↓↓↓

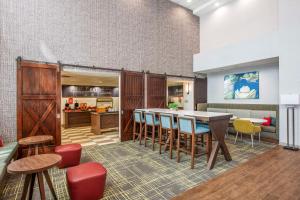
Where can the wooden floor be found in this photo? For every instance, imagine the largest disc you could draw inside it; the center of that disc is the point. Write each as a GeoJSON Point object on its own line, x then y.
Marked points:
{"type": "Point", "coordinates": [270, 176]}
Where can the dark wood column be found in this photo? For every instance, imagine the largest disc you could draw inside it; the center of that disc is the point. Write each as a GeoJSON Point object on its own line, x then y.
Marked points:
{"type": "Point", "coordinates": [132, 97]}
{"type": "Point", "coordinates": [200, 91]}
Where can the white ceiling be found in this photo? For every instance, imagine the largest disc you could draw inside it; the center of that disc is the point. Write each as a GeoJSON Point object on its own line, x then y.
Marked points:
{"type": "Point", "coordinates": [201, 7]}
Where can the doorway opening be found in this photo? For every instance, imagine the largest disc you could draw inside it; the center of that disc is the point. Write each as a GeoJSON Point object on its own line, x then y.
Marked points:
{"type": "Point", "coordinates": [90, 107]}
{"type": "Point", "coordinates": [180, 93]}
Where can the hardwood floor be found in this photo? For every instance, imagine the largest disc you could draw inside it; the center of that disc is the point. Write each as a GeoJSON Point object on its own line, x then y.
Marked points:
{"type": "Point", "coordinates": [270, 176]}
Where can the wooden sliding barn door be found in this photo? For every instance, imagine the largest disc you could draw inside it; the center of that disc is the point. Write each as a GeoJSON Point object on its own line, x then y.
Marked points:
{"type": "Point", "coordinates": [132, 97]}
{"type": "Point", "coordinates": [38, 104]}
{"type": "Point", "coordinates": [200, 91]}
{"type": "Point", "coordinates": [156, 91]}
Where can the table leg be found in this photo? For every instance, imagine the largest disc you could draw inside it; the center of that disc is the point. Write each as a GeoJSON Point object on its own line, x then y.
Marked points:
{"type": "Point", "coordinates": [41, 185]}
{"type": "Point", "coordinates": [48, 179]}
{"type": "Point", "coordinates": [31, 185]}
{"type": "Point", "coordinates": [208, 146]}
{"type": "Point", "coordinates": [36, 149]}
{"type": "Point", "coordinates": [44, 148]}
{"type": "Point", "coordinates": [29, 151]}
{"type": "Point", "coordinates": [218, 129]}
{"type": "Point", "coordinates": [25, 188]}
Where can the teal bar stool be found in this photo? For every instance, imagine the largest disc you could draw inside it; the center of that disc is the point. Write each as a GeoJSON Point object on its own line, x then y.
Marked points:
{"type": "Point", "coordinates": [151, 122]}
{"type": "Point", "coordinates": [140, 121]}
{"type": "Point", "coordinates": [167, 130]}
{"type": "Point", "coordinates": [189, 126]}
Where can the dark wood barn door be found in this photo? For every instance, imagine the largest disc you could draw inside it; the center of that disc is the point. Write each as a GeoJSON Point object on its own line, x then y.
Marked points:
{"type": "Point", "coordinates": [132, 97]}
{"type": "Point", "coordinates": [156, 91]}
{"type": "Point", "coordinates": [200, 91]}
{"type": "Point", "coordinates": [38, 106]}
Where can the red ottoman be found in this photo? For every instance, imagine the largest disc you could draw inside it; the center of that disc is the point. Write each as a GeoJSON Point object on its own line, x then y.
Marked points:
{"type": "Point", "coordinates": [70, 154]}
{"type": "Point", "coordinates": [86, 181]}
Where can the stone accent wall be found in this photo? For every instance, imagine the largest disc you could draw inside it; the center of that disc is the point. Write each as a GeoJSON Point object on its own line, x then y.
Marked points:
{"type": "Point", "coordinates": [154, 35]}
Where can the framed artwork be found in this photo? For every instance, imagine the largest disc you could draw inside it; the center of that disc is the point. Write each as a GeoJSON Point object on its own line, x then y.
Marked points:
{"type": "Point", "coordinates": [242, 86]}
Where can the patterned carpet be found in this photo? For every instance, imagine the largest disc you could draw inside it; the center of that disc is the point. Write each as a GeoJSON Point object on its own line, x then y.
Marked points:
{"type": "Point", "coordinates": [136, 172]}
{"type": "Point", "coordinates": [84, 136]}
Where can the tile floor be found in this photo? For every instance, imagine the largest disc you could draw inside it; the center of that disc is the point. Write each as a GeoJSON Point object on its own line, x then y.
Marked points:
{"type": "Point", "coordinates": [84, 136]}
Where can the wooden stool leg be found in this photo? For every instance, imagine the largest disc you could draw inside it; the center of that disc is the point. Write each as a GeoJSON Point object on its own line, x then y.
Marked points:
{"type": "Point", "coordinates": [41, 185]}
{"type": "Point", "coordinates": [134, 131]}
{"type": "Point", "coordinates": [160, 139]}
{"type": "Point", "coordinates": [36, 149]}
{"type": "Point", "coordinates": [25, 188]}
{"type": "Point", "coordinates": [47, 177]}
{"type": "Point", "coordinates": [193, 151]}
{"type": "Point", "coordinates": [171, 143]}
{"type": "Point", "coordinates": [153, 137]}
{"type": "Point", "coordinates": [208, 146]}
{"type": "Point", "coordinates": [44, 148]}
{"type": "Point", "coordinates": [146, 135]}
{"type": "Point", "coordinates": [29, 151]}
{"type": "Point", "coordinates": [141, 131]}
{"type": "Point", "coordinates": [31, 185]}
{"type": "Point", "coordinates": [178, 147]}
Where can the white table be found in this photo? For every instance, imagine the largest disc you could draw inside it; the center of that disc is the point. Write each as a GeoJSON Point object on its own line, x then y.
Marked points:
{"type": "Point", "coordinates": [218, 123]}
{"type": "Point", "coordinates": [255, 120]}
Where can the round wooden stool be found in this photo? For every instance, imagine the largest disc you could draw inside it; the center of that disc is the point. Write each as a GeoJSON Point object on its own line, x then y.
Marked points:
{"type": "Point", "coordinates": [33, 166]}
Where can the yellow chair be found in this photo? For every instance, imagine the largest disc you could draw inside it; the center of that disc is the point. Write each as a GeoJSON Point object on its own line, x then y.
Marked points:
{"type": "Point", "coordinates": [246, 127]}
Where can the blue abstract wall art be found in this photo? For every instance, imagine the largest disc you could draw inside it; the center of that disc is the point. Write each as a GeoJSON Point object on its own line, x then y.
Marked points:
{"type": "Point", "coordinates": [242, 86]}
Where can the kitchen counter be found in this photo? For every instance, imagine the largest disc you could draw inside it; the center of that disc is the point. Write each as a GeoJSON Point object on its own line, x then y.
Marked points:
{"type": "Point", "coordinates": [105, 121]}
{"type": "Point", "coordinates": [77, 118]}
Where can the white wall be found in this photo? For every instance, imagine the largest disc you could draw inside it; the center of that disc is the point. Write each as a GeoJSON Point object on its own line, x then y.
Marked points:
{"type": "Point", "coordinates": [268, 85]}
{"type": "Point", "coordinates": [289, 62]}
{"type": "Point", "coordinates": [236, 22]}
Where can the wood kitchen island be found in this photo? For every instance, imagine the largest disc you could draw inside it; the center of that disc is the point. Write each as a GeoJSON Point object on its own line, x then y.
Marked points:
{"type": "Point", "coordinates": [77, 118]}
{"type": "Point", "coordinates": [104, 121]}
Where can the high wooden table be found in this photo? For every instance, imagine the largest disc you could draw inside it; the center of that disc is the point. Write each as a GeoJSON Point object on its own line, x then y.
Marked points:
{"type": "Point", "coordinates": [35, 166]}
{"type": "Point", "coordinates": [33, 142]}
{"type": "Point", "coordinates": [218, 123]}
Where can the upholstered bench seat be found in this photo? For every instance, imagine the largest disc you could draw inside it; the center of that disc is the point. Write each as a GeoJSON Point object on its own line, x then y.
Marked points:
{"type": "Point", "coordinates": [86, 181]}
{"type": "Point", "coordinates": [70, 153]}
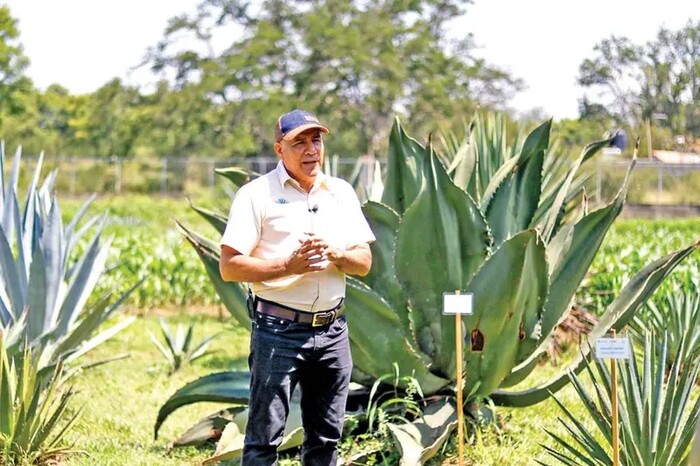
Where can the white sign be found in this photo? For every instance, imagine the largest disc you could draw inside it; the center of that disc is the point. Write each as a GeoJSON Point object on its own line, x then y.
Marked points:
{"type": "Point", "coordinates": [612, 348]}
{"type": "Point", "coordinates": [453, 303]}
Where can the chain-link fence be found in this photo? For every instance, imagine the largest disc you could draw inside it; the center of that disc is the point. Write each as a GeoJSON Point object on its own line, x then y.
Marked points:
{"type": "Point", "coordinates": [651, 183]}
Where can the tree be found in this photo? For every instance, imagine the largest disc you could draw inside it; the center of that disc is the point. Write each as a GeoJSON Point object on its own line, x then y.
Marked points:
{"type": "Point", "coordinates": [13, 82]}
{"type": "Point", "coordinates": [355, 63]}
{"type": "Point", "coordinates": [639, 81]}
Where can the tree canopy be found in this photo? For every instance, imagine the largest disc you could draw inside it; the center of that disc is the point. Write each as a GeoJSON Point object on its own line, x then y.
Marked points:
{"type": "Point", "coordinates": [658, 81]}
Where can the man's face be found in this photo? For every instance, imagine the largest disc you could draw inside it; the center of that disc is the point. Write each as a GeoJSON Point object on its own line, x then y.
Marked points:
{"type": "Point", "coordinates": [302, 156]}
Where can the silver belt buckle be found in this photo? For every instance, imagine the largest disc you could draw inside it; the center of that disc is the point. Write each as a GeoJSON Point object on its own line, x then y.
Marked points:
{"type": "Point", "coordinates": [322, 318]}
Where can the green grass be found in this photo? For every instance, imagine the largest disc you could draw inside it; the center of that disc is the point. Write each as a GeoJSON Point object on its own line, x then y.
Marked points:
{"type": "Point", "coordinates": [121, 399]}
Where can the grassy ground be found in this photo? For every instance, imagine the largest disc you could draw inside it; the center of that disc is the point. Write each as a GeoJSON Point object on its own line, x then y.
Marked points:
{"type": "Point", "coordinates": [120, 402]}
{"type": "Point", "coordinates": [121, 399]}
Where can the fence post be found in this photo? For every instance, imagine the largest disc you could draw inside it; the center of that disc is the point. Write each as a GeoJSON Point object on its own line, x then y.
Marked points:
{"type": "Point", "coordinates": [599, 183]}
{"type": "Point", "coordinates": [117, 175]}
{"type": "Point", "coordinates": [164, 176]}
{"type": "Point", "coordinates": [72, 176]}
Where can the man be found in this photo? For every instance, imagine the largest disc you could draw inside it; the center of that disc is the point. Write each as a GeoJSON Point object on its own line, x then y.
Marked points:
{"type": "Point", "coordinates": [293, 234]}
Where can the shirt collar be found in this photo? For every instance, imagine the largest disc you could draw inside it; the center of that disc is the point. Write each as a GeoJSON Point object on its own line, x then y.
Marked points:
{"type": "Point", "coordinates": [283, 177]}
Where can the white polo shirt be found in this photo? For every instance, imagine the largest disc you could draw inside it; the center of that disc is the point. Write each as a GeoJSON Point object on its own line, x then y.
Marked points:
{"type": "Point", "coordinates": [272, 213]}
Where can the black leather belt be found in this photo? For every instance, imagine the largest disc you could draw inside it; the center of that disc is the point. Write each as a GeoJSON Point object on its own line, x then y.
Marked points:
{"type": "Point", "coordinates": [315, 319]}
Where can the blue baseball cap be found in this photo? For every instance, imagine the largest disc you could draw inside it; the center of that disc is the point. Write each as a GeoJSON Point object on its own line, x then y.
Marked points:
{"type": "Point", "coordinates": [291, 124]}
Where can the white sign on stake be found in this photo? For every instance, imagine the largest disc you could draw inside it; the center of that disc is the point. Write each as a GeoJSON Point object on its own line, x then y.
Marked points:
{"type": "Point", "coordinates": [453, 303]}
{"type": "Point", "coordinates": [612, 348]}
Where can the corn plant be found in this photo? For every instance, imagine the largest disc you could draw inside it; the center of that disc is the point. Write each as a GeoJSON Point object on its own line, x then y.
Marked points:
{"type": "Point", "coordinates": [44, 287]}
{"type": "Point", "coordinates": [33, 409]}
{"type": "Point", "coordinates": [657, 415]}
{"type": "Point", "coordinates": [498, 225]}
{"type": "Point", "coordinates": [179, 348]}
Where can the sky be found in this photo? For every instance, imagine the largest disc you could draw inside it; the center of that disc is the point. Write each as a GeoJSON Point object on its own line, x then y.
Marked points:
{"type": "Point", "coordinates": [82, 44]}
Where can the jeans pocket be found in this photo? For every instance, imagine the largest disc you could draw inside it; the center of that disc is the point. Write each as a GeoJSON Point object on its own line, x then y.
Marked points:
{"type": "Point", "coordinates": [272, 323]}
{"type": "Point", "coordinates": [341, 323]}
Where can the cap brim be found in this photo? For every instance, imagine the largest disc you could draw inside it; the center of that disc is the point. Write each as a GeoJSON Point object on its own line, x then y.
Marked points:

↑↑↑

Repeat exactly the lines from the line containing "Where can the corn" through the end of the listing above; both boundary lines are part of the output.

CORRECT RESULT →
Where can the corn plant be found in this photo? For every instance, imagine the largest disc you could draw inside it; the center of that disc is the point. Write each as a GeoJSON Point object on its own line, x then y.
Marked points:
{"type": "Point", "coordinates": [44, 287]}
{"type": "Point", "coordinates": [33, 409]}
{"type": "Point", "coordinates": [657, 415]}
{"type": "Point", "coordinates": [498, 225]}
{"type": "Point", "coordinates": [179, 348]}
Where can the sky be found in this photo? For every instance, imagine the largest disc you could draw inside it; the center of that disc is the point. Write each as a GeoJSON Point object on its own line, x then y.
Marked points:
{"type": "Point", "coordinates": [82, 44]}
Where can the jeans pocket be found in this photo? For every instance, imagine the largest disc you could draw inside it; the center of that disc is the point. Write each as a GeoJSON Point object on its own line, x then y.
Marked points:
{"type": "Point", "coordinates": [272, 323]}
{"type": "Point", "coordinates": [341, 323]}
Where can the cap brim be found in this photo? For every instance, imagine the largest disc you could draw inside it; the center of that disc is the point. Write each as a GeoJSON Point object on its own line, x then y.
Marked points:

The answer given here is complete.